#### [Your objective]
Express the data from the line with "segment --target wristwatch" through the end of the data as a JSON list of strings, one string per line, leaving out blank lines.

##############################

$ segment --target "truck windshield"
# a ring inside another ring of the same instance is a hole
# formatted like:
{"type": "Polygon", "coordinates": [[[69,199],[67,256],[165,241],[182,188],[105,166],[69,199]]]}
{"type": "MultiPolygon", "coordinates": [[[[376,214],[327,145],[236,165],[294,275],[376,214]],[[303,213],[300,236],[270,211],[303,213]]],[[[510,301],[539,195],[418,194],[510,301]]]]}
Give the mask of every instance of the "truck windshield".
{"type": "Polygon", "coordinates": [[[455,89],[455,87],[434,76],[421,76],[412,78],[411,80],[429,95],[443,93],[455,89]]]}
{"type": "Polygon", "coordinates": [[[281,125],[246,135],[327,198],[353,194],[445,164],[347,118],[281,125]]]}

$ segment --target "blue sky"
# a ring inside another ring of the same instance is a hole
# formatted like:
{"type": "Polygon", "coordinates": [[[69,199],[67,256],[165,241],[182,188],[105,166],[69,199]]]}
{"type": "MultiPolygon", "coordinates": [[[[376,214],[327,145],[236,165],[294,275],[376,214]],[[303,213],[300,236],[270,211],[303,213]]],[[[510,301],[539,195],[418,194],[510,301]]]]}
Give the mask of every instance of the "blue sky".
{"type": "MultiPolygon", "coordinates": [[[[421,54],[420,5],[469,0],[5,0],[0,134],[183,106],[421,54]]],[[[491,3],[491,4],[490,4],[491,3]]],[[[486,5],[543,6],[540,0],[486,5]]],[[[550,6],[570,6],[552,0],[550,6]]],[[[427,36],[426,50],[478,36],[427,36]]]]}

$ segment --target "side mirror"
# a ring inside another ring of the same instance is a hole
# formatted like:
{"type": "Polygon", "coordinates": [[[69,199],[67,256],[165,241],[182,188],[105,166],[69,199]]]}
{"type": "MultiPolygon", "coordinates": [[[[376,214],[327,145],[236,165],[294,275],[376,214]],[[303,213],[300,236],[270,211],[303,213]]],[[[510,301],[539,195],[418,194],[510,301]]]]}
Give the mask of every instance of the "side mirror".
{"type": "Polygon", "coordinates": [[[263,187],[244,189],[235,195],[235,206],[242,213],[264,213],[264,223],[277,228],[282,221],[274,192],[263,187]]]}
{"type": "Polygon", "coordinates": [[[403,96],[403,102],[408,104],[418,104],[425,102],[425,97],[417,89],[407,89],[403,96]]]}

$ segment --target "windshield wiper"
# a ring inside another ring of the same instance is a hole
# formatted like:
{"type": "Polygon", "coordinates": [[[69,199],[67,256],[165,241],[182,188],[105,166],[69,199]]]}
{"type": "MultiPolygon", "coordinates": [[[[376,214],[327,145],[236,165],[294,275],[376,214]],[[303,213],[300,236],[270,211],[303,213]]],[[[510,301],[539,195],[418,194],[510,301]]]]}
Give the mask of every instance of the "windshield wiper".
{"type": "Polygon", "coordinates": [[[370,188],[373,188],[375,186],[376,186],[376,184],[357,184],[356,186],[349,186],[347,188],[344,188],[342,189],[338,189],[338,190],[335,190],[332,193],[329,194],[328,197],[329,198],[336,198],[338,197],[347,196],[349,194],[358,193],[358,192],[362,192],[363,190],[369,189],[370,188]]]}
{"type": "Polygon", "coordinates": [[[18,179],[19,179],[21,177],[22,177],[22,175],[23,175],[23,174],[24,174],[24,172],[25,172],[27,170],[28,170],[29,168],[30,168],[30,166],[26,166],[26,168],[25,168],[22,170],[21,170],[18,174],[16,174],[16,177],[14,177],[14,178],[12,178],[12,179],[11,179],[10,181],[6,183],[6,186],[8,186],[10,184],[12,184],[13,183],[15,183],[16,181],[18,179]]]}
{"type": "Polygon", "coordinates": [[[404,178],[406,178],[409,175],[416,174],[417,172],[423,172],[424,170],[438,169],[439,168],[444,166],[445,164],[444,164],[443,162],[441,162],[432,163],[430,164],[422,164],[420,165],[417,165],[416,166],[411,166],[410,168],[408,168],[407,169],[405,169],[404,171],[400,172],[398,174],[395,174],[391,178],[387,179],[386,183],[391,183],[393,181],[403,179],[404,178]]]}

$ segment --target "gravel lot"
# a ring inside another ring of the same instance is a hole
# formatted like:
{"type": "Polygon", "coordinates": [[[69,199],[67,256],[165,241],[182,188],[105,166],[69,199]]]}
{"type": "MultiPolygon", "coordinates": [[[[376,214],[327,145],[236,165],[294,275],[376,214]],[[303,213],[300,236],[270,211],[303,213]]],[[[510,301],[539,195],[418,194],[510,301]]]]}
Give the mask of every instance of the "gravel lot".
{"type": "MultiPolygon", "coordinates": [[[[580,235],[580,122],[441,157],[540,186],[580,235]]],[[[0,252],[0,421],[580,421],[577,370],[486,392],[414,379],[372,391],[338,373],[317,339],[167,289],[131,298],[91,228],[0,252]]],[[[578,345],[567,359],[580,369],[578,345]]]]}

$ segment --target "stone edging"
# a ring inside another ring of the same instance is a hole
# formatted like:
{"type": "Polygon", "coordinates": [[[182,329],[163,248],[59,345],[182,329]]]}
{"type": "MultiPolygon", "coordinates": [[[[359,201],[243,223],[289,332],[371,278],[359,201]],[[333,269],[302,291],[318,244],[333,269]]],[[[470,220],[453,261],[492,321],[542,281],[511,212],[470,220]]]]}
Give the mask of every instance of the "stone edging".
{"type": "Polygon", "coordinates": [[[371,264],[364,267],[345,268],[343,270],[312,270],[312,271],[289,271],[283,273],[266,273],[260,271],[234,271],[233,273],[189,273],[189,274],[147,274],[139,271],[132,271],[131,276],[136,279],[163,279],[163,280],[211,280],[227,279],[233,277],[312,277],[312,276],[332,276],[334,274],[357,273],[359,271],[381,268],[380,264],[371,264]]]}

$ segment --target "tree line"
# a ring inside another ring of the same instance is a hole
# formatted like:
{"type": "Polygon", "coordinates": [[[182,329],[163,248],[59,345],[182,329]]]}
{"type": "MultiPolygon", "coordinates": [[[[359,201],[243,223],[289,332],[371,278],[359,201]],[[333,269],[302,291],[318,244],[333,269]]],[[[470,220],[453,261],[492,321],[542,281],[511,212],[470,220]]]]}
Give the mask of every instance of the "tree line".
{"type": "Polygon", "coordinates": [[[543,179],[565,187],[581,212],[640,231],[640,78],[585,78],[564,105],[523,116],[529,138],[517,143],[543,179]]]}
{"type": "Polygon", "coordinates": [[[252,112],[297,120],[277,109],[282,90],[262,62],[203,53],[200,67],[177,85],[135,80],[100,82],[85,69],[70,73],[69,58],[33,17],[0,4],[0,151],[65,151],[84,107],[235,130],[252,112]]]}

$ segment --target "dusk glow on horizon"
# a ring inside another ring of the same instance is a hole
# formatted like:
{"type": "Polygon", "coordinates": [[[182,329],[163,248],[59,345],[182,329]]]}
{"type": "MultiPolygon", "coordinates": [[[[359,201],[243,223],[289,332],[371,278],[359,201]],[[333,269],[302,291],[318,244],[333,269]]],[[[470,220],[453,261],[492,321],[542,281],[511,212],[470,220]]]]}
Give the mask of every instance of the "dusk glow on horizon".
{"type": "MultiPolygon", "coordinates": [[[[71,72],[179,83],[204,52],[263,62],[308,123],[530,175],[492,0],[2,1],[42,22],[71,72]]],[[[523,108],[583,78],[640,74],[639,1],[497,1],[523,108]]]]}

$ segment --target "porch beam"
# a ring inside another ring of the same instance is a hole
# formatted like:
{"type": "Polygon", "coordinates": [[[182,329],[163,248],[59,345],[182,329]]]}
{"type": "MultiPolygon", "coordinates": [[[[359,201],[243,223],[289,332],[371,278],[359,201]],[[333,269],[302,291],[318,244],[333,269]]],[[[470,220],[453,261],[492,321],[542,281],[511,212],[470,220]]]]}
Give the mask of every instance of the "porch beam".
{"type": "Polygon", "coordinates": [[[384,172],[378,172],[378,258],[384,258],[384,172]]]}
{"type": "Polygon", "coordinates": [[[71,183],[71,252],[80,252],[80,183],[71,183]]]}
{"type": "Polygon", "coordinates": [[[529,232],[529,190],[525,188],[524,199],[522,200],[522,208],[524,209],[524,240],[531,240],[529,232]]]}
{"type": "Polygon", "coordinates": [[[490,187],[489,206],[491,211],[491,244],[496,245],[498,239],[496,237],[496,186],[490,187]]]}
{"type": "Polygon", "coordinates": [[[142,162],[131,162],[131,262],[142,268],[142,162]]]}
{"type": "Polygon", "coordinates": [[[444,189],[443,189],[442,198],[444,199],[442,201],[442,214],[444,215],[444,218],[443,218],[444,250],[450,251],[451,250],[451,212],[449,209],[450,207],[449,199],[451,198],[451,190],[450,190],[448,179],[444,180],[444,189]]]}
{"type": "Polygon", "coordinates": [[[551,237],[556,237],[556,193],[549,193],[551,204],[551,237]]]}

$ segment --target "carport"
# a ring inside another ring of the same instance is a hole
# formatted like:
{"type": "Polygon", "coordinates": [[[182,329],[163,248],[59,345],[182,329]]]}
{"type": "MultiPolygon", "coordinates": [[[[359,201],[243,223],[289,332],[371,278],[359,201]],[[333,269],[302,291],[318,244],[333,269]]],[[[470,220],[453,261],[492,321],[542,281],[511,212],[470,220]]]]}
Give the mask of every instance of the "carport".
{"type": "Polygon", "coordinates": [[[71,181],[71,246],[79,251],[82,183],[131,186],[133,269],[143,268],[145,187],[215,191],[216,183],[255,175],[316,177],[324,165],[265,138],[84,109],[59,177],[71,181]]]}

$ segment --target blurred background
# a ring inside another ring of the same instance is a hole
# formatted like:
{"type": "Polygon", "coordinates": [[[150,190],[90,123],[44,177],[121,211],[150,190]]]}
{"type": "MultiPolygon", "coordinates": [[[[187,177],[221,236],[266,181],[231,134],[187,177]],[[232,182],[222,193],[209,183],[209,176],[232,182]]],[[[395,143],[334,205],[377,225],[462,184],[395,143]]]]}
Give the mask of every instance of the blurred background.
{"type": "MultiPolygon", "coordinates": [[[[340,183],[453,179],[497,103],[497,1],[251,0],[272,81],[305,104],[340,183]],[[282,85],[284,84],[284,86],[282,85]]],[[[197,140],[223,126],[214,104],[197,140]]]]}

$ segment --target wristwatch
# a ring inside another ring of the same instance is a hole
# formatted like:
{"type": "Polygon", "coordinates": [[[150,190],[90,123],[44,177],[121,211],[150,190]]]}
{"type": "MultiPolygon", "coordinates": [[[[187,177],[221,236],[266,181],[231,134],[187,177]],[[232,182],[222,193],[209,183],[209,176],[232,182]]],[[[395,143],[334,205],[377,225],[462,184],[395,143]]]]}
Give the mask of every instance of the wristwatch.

##############################

#### [Written solution]
[
  "$ segment --target wristwatch",
  "# a ring inside another ring of the same instance is a hole",
  "# formatted like:",
  "{\"type\": \"Polygon\", \"coordinates\": [[[150,190],[90,123],[44,177],[121,211],[150,190]]]}",
  "{\"type\": \"MultiPolygon\", \"coordinates\": [[[[187,177],[221,236],[266,181],[231,134],[187,177]],[[232,182],[222,193],[209,183],[209,176],[232,182]]],[[[395,143],[334,205],[377,225],[462,184],[395,143]]]]}",
  "Give the mask of every instance of the wristwatch."
]